Excerpted text:

= = =

Perhaps a third of houses are published, others aren't updated on Operabase yet.
http://www.operabase.com/plan.cgi?lang=en&season=2016/17

I really need another Ring Cycle, and Berlin in April 2017 fits the bill for a birthday treat. Also Don Carlos in June; Jamie Barton as Eboli is a must-see for me.

I'd like to get to a city/country I haven't been to before, perhaps Copenhagen combined with Stockholm (Nixon in China, Oct). One of the great things about making plans and early bookings, besides better flight and hotel prices and seat selection, is the anticipation of what's in the diary.

Anyone else making plans?


----------



## Belowpar (Jan 14, 2015)

Hope to catch Glyndebourne tour this Autumn when it reaches the Milton Keynes Theatre.

http://www.glyndebourne.com/tickets...CSCY4gJHHgVwZ89RFyhGuRr6sC2guGJ25gRoCqt7w_wcB

Haven't seen Don Giovanni or Madama Butterfly in "Yonks" (as they say only a little further north than there).

Still working on plans for the Summer!


----------



## mountmccabe (May 1, 2013)

I have a few that I am looking forward to/hoping I can make.

In November _Akhnaten_ is at Los Angeles Opera, in the same production by Phelim McDermott that was just at ENO. Anthony Roth Costanzo once again sings the title role.

A little closer to home is _Silent Night_ at Opera San Jose in February 2017. Another option for February that looks enticing is a _Salome_ at LAO again with Patricia Racette.


----------



## Bellinilover (Jul 24, 2013)

= = =

What to do:
**a.** Rewrite the part of the opera forum thread that opens with the words "## Belowpar (Jan" and closes with "for the Summer!", putting "Spring" in place of "Summer".
**b.** Copy the rows verbatim from the line containing "Can you spot the refrigerator" through the line containing "xmin=26 ymin=138 xmax=38 ymax=237", leaving out the pictures.

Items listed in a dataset
= = =

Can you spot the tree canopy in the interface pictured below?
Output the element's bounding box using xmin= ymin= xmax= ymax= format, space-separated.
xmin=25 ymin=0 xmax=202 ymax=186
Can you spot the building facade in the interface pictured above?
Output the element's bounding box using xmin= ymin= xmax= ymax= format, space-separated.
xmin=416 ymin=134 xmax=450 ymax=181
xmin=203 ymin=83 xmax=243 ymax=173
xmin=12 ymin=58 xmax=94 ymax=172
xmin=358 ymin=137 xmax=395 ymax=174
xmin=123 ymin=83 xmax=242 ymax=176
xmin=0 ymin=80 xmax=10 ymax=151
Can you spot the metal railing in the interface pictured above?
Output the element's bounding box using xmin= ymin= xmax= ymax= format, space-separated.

= = =

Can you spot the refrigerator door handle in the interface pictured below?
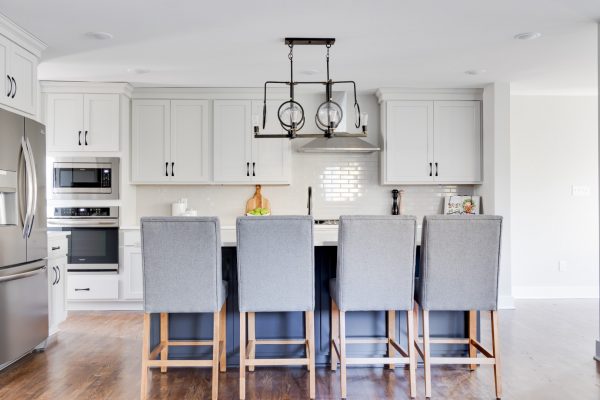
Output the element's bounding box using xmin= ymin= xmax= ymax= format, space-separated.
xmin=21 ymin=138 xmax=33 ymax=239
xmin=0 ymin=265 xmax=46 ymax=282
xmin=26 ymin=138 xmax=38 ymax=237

= = =

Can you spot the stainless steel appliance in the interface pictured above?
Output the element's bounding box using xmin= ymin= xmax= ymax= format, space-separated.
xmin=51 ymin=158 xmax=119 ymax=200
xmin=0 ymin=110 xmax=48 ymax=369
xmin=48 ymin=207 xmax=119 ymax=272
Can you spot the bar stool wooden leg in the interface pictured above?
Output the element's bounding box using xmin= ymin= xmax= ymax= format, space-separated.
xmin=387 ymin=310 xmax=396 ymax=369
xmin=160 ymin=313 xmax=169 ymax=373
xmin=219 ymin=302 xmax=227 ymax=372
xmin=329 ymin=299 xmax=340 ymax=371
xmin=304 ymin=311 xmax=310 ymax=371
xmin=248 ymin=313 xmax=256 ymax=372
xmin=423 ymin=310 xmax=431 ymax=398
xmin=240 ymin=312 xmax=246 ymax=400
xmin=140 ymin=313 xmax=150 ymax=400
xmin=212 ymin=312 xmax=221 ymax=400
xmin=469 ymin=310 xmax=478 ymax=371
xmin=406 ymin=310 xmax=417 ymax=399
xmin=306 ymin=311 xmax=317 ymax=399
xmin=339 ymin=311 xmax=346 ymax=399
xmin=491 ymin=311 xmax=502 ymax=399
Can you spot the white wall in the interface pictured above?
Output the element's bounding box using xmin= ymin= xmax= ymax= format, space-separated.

= = =

Outputs for the tasks:
**a.**
## Belowpar (Jan 14, 2015)

Hope to catch Glyndebourne tour this Autumn when it reaches the Milton Keynes Theatre.

http://www.glyndebourne.com/tickets...CSCY4gJHHgVwZ89RFyhGuRr6sC2guGJ25gRoCqt7w_wcB

Haven't seen Don Giovanni or Madama Butterfly in "Yonks" (as they say only a little further north than there).

Still working on plans for the Spring!

**b.**
Can you spot the refrigerator door handle in the interface pictured below?
Output the element's bounding box using xmin= ymin= xmax= ymax= format, space-separated.
xmin=21 ymin=138 xmax=33 ymax=239
xmin=0 ymin=265 xmax=46 ymax=282
xmin=26 ymin=138 xmax=38 ymax=237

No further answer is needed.